#### ОТРЫВОК ДЛЯ ЧТЕНИЯ:
В училище я не был знаком с Помяловским. Помню, как однажды товарищи робко указали мне на него, как на силача, который в обиду себя не даст. Он шел по мосткам в порыжелой казенной шинели, ободранной и истасканной донельзя; шапка нахлобучена была по самые уши, воротник поднят и из-за воротника виднелся один только глаз со шрамом.

– Это Карась, – шептали мне товарищи.

– Карась? – громко спросил я.

– Тише!.. Услышит, так не рад будешь: побьет.

Я с тех пор всегда со страхом поглядывал на Помяловского, и очень хотелось мне хоть раз обозвать его Карасем, чего он, как бурсак, конечно не стерпел бы.

Помяловский был тогда уже в старшем классе училища. Здесь товарищество начинает уже понемногу формироваться и на первый раз делится на две партии: второкурсных и первокурсных.

Первые царят в классе, потому что в их руках старшинство, авдиторство и цензорство. Последние всеми силами стараются чем нибудь нагадить первым. Помяловского обе партии отчасти боялись, отчасти уважали. Он был тогда уже «отпетым» бурсаком, то есть: науками не занимался, порки не боялся, перед начальством не трусил, а против плюходействия товарищеского был вооружен здоровым кулаком. Он понимал, что товарищество бурсацкое прежде всего уважает такого рода «отпетых» субъектов, и хотя с большим трудом, но приобрел-таки себе это реномэ. Учителя сперва жарко пороли его, но потом и пороть перестали. Всего, Помяловского выпороли в бурсе, по его собственному счету, четыреста раз, так что впоследствии он частенько сам задавал себе вопрос: «пересечен я, или еще не досечен?»… Кроме того ему чуть не каждый день приходилось стоять на коленях, быть без обеда и проч. Но Николай Герасимович стоически выносил все эти педагогические истязания, а учиться все-таки не стал, даже больше возненавидел бурсацкие учебники, при виде которых ему припоминались все эти истязания. С поркой он потом свыкся, колен не жалел: «на этих местах, – говаривал он, – у меня слоновая кожа выросла, потешайся сколько хочешь, мне все одно», но одного только наказания не мог выносить он: «неувольнения в город». Для городского бурсака нет большего счастья, как вырваться, хоть на несколько часов, на вольный воздух, повидать лица приветливые, чувствовать на себе ласки родственников. Помяловский всегда с нетерпением ждал субботнего дня, – и начальство воспользовалось этим средством, чтобы обратить его на путь науки. Очень естественно, что после всего этого, он всеми силами своей молодой, но уже ожесточенной души возненавидел гнет, на каждого учителя смотрел, как на врага, и задыхался от бессильной злобы. Эта ненависть осталась в нем на всю жизнь.

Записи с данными
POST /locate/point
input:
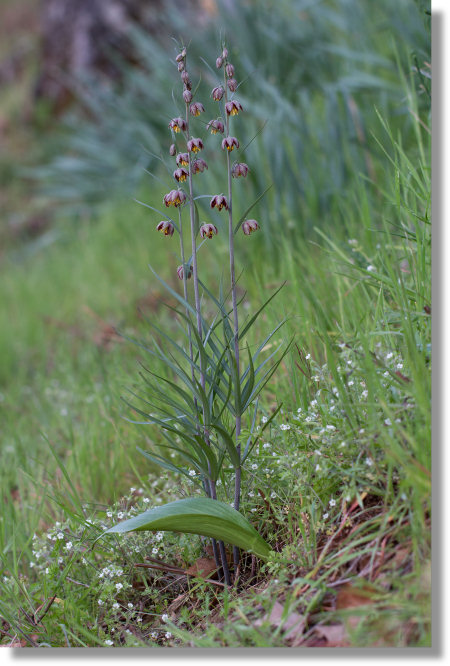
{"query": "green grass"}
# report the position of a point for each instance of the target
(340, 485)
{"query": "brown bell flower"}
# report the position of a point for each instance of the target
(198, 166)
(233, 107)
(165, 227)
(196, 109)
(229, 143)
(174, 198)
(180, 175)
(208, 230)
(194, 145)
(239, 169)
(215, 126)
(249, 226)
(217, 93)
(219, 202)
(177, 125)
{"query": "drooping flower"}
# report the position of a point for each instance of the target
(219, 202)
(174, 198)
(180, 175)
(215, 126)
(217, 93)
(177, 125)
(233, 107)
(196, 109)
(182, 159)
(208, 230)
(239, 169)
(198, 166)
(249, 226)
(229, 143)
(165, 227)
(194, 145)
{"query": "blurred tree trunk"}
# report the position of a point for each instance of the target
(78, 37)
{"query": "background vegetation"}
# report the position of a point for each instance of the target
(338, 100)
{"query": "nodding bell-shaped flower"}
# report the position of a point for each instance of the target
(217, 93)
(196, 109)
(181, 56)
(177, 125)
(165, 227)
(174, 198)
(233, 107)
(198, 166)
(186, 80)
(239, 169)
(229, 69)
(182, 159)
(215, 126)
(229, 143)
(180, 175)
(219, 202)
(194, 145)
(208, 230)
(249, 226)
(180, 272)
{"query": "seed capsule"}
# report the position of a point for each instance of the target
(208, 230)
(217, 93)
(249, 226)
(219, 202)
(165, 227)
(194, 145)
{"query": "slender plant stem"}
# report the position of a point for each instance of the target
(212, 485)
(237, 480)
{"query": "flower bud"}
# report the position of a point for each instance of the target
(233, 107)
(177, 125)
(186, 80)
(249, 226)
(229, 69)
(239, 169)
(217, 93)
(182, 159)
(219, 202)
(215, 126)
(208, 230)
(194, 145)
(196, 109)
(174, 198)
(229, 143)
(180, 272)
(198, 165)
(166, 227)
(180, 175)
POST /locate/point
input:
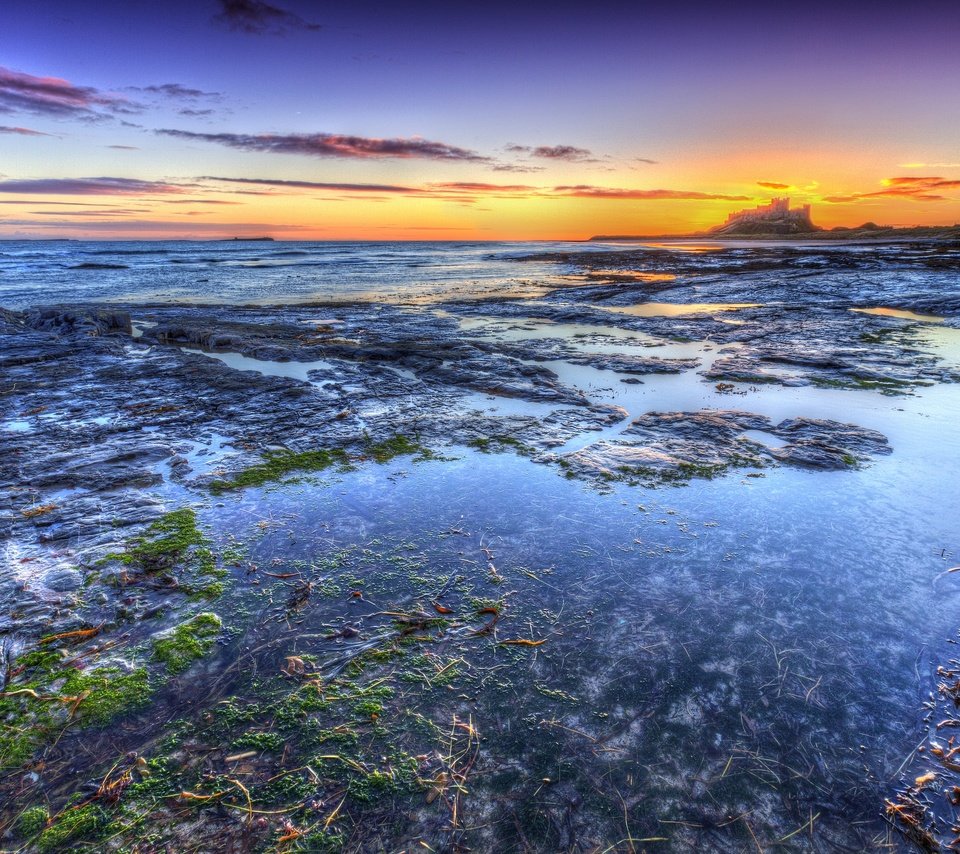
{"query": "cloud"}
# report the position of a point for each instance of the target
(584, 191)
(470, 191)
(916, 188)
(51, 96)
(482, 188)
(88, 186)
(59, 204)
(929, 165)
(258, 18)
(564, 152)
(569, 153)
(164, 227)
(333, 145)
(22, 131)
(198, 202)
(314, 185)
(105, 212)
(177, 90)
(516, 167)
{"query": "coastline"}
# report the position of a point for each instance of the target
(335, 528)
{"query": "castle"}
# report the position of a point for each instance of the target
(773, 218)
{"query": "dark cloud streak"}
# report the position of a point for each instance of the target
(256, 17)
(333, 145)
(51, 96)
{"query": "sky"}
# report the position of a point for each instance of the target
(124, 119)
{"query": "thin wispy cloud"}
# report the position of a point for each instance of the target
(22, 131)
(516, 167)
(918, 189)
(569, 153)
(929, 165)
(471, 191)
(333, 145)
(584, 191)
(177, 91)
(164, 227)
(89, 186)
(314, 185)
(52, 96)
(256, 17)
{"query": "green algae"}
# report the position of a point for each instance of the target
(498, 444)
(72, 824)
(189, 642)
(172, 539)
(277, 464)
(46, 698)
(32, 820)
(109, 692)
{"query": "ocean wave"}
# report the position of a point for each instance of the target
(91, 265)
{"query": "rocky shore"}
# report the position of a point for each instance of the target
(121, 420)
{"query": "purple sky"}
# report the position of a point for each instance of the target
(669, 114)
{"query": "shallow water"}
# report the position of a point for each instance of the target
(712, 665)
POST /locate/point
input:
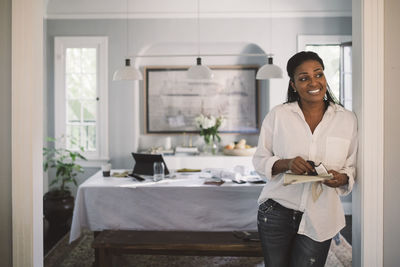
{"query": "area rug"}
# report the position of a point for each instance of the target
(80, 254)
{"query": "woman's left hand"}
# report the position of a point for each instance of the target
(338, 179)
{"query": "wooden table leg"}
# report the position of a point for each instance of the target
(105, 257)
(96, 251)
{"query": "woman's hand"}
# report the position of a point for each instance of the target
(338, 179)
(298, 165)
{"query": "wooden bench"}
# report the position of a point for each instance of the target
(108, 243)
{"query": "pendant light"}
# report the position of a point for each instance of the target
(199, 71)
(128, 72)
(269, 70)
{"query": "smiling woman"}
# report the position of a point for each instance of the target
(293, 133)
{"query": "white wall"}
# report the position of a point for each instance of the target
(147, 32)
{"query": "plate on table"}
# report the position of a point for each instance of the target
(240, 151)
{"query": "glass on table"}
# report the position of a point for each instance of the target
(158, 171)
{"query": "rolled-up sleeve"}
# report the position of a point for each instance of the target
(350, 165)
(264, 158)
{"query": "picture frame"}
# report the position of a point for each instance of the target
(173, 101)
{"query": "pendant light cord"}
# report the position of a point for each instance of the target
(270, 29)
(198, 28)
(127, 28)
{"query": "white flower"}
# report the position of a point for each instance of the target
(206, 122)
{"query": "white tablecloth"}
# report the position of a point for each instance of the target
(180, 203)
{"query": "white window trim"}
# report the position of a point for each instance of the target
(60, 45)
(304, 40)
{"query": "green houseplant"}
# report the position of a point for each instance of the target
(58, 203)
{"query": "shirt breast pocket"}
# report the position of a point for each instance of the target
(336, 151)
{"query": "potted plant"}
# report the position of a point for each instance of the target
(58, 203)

#### ЗАДАНИЯ:
1. Перепишите без изменений фрагмент отрывка о Помяловском, начиная со слов «В училище я» и заканчивая словами «шептали мне товарищи.».
2. Можете ли вы передать короче, в виде списка, абзац отрывка о Помяловском, который начинается словами «Первые царят в классе», сохранив его главные факты?
Эти записи взяты из другого источника.

#### ОТВЕТЫ ПО ЗАДАНИЯМ:
1.
В училище я не был знаком с Помяловским. Помню, как однажды товарищи робко указали мне на него, как на силача, который в обиду себя не даст. Он шел по мосткам в порыжелой казенной шинели, ободранной и истасканной донельзя; шапка нахлобучена была по самые уши, воротник поднят и из-за воротника виднелся один только глаз со шрамом.

– Это Карась, – шептали мне товарищи.

2.
- Второкурсные главенствуют в классе, потому что у них старшинство, авдиторство и цензорство. Первокурсные всеми силами стараются им навредить.
- Обе партии Помяловского отчасти боялись, отчасти уважали.
- Он был «отпетым» бурсаком: не учился, не боялся ни порки, ни начальства, а от товарищей отбивался кулаком. Такую репутацию он с трудом приобрел, понимая, что товарищи уважают именно таких.
- Учителя сначала жестоко пороли его, потом перестали. По его собственному счету, в бурсе его выпороли четыреста раз.
- Почти каждый день его ставили на колени, оставляли без обеда и т. п.
- Наказания он выносил стоически, но учиться так и не стал и еще сильнее возненавидел бурсацкие учебники.
- К порке и стоянию на коленях он привык, но не выносил «неувольнения в город». Он всегда нетерпеливо ждал субботы, и начальство пользовалось этим, чтобы заставить его учиться.
- В итоге он возненавидел гнет и видел в каждом учителе врага. Эта ненависть осталась в нем на всю жизнь.